Your task is to find every line of the data that holds the string "lookup" and copy it.

Input section start

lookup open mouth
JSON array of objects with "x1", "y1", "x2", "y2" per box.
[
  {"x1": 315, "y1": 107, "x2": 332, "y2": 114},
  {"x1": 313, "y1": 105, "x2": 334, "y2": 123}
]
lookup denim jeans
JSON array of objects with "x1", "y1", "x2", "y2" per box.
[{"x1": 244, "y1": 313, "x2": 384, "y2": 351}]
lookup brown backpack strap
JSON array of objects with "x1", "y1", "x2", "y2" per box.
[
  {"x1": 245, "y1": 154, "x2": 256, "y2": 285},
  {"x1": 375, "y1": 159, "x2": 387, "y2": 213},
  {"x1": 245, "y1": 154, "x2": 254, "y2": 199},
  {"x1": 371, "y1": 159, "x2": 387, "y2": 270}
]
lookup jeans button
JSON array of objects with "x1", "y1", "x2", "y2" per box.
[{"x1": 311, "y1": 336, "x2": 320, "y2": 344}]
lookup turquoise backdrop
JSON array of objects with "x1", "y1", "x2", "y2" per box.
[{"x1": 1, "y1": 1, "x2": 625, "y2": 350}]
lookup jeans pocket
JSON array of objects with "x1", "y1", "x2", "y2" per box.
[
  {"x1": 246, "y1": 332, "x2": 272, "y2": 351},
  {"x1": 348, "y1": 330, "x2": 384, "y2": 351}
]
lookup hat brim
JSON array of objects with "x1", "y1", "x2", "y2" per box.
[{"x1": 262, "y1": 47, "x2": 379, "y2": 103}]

Input section end

● **Final answer**:
lookup open mouth
lookup denim jeans
lookup brown backpack strap
lookup jeans button
lookup turquoise backdrop
lookup jeans pocket
lookup hat brim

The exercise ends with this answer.